**What to produce**.
Please copy every line of the material below word for word, leaving the pictures out of your answer.

──────── Information supplied ────────

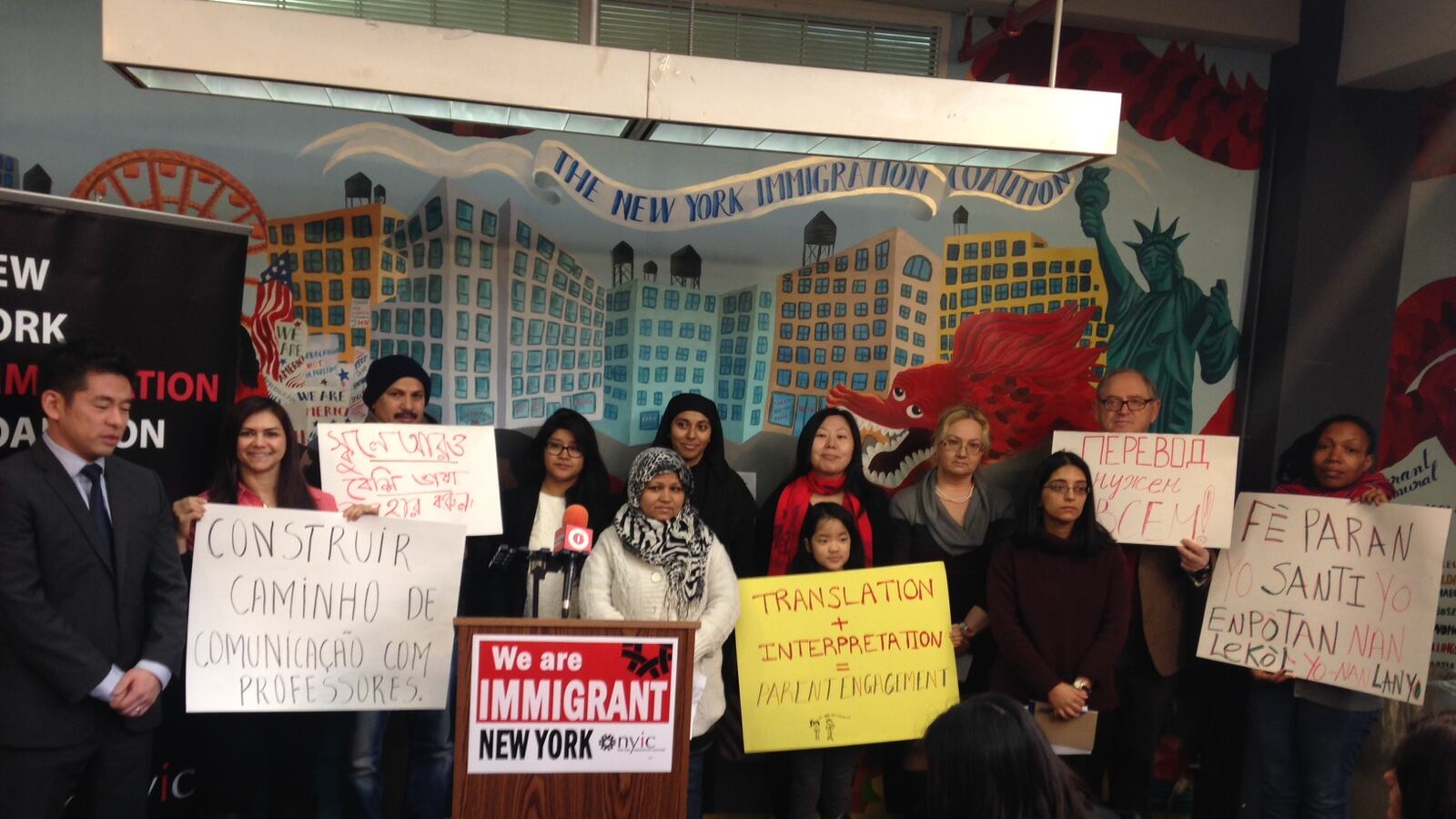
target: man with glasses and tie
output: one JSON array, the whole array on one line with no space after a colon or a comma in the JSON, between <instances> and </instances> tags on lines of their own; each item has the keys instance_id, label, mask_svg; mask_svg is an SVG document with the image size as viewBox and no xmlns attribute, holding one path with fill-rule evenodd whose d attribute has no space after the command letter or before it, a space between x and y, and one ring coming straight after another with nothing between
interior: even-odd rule
<instances>
[{"instance_id":1,"label":"man with glasses and tie","mask_svg":"<svg viewBox=\"0 0 1456 819\"><path fill-rule=\"evenodd\" d=\"M41 363L41 442L0 463L0 813L141 819L186 579L162 478L114 456L135 367L70 342ZM80 807L77 812L76 807Z\"/></svg>"},{"instance_id":2,"label":"man with glasses and tie","mask_svg":"<svg viewBox=\"0 0 1456 819\"><path fill-rule=\"evenodd\" d=\"M409 356L384 356L370 364L364 376L364 423L430 424L430 373ZM349 767L358 815L381 819L384 815L384 732L392 711L364 711L354 723ZM405 711L409 721L409 772L405 784L408 819L443 819L450 797L450 711ZM351 813L352 815L352 813Z\"/></svg>"},{"instance_id":3,"label":"man with glasses and tie","mask_svg":"<svg viewBox=\"0 0 1456 819\"><path fill-rule=\"evenodd\" d=\"M1111 370L1096 395L1096 418L1107 433L1146 433L1158 420L1158 386L1131 369ZM1133 590L1127 644L1117 662L1120 705L1098 723L1101 764L1115 810L1147 815L1153 752L1184 659L1184 603L1190 589L1207 586L1208 549L1192 541L1175 548L1123 544Z\"/></svg>"}]
</instances>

────────

**Full output**.
target: man with glasses and tie
output: one JSON array, the whole array on one line with no space after a colon or a comma in the JSON, between <instances> and </instances> tags on lines of their own; each item has the keys instance_id, label, mask_svg; mask_svg is an SVG document with the image size as viewBox and no xmlns attribute, holding one path with fill-rule evenodd whose d attribute has no space after the command letter or before it, a space between x and y, and one ring coming straight after another with nothing between
interior: even-odd rule
<instances>
[{"instance_id":1,"label":"man with glasses and tie","mask_svg":"<svg viewBox=\"0 0 1456 819\"><path fill-rule=\"evenodd\" d=\"M41 363L41 442L0 463L0 813L141 819L186 579L162 478L114 456L135 367L70 342ZM80 807L77 812L76 807Z\"/></svg>"},{"instance_id":2,"label":"man with glasses and tie","mask_svg":"<svg viewBox=\"0 0 1456 819\"><path fill-rule=\"evenodd\" d=\"M409 356L384 356L370 364L364 376L364 423L430 424L430 373ZM349 767L358 815L381 819L384 815L384 732L392 711L364 711L354 723ZM405 711L409 721L409 772L405 784L408 819L443 819L450 797L450 711ZM351 813L352 815L352 813Z\"/></svg>"},{"instance_id":3,"label":"man with glasses and tie","mask_svg":"<svg viewBox=\"0 0 1456 819\"><path fill-rule=\"evenodd\" d=\"M1111 370L1096 395L1096 418L1107 433L1146 433L1158 420L1158 386L1131 369ZM1133 590L1127 644L1117 662L1120 705L1098 723L1101 764L1115 810L1147 815L1153 752L1184 659L1184 603L1190 589L1207 586L1208 549L1192 541L1175 548L1123 544Z\"/></svg>"}]
</instances>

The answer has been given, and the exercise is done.